(Items stored from a collection)
## BEGIN

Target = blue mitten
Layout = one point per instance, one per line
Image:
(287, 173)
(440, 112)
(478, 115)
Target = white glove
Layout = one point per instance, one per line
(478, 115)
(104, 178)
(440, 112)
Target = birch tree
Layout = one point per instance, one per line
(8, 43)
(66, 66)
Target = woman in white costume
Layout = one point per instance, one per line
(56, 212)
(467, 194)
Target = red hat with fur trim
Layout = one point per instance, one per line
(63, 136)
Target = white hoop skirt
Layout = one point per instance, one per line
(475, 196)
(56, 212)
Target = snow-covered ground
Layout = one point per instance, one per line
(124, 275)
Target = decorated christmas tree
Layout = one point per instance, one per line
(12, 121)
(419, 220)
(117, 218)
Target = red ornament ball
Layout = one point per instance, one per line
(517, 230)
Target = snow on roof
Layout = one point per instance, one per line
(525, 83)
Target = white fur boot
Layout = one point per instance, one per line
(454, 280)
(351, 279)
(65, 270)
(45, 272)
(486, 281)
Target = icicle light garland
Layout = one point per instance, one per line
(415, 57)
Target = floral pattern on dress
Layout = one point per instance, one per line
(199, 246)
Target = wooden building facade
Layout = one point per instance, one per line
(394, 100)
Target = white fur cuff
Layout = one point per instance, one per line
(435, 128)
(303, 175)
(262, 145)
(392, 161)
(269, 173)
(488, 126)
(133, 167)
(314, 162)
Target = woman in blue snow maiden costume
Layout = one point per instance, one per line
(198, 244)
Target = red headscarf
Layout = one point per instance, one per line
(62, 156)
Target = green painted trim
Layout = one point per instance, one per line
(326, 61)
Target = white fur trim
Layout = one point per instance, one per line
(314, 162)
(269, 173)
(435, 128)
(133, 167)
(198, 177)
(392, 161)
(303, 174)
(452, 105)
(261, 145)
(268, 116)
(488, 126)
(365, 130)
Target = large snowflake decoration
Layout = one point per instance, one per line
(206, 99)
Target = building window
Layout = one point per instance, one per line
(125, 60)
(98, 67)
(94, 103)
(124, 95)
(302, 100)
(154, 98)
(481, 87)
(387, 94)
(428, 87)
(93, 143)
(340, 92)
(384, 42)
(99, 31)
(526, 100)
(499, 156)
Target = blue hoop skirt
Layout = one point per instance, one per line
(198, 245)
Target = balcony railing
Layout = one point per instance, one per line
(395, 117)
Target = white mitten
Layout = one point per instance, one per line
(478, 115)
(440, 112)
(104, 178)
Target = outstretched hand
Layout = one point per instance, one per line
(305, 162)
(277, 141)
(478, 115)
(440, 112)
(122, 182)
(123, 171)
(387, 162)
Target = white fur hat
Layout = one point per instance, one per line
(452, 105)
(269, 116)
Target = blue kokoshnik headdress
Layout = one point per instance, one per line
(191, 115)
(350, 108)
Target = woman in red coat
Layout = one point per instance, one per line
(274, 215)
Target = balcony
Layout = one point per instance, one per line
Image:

## END

| What the exercise asks |
Rewrite every line of the rows above as a numbered list, leaving out blank lines.

| Solution |
1. Target = blue mitten
2. Layout = one point per instance, one per line
3. Image:
4. (287, 173)
5. (440, 112)
6. (478, 115)
7. Target = white glove
8. Layout = one point per instance, one per line
9. (478, 115)
10. (104, 178)
11. (440, 112)
12. Target = birch tree
13. Layout = one point per instance, one per line
14. (8, 43)
15. (66, 66)
16. Target = woman in white costume
17. Layout = one point per instance, one per line
18. (56, 212)
19. (467, 194)
20. Target = red hat with fur trim
21. Layout = one point per instance, one per line
22. (63, 136)
23. Target = white hoop skirt
24. Layout = one point per instance, one per line
25. (475, 196)
26. (56, 212)
27. Target = snow-covered ground
28. Layout = one point per instance, one per line
29. (124, 275)
30. Target = decorated christmas tree
31. Layout = one point per instance, one per line
32. (12, 121)
33. (419, 220)
34. (117, 218)
35. Target = red ornament ball
36. Layout = one point per instance, one per line
37. (517, 230)
38. Target = snow on roof
39. Layout = one point per instance, one per line
40. (525, 83)
41. Target = white fur boot
42. Layout = one point per instance, one per line
43. (454, 280)
44. (351, 279)
45. (65, 270)
46. (45, 272)
47. (486, 281)
48. Target = icicle light garland
49. Layout = one point per instance, one per line
50. (415, 57)
51. Target = floral pattern on dress
52. Layout = one point per instance, one per line
53. (199, 246)
54. Target = wooden building facade
55. Layout = one point per instance, one per line
56. (394, 100)
57. Target = white fur cuff
58. Layout = one point per instance, one per line
59. (435, 128)
60. (303, 175)
61. (262, 145)
62. (392, 161)
63. (269, 173)
64. (488, 126)
65. (133, 167)
66. (314, 162)
67. Target = woman in blue snow maiden costume
68. Layout = one point per instance, one per line
69. (198, 244)
70. Target = red headscarf
71. Layout = one point per instance, one per line
72. (62, 156)
73. Target = green painted trim
74. Layout = one point per instance, one per line
75. (326, 61)
76. Target = white fur trim
77. Layout = one point per instance, one per line
78. (314, 162)
79. (269, 173)
80. (435, 128)
81. (133, 167)
82. (198, 177)
83. (392, 161)
84. (303, 174)
85. (452, 105)
86. (261, 145)
87. (268, 116)
88. (488, 126)
89. (365, 130)
90. Target = large snowflake decoration
91. Layout = one point per instance, one per line
92. (206, 99)
93. Target = building window
94. Layout = one point per instance, one per line
95. (125, 60)
96. (98, 67)
97. (94, 103)
98. (124, 95)
99. (302, 100)
100. (154, 98)
101. (481, 87)
102. (387, 94)
103. (428, 87)
104. (93, 143)
105. (340, 92)
106. (384, 42)
107. (99, 31)
108. (526, 100)
109. (499, 156)
110. Target = blue hoop skirt
111. Layout = one point per instance, one per line
112. (198, 245)
113. Target = balcony railing
114. Layout = one point per instance, one per line
115. (395, 117)
116. Target = white mitten
117. Layout = one point per instance, one per line
118. (478, 115)
119. (440, 112)
120. (104, 178)
121. Target = outstretched hand
122. Layout = one point per instance, one per line
123. (305, 162)
124. (277, 141)
125. (478, 115)
126. (440, 112)
127. (122, 182)
128. (123, 171)
129. (387, 162)
130. Target = white fur hat
131. Layout = one point per instance, one per line
132. (452, 105)
133. (269, 116)
134. Target = blue kokoshnik headdress
135. Layout = one point per instance, one per line
136. (191, 115)
137. (350, 108)
138. Target = woman in red coat
139. Layout = one point per instance, one per line
140. (274, 215)
141. Target = balcony
142. Layout = one point per instance, one per line
143. Image:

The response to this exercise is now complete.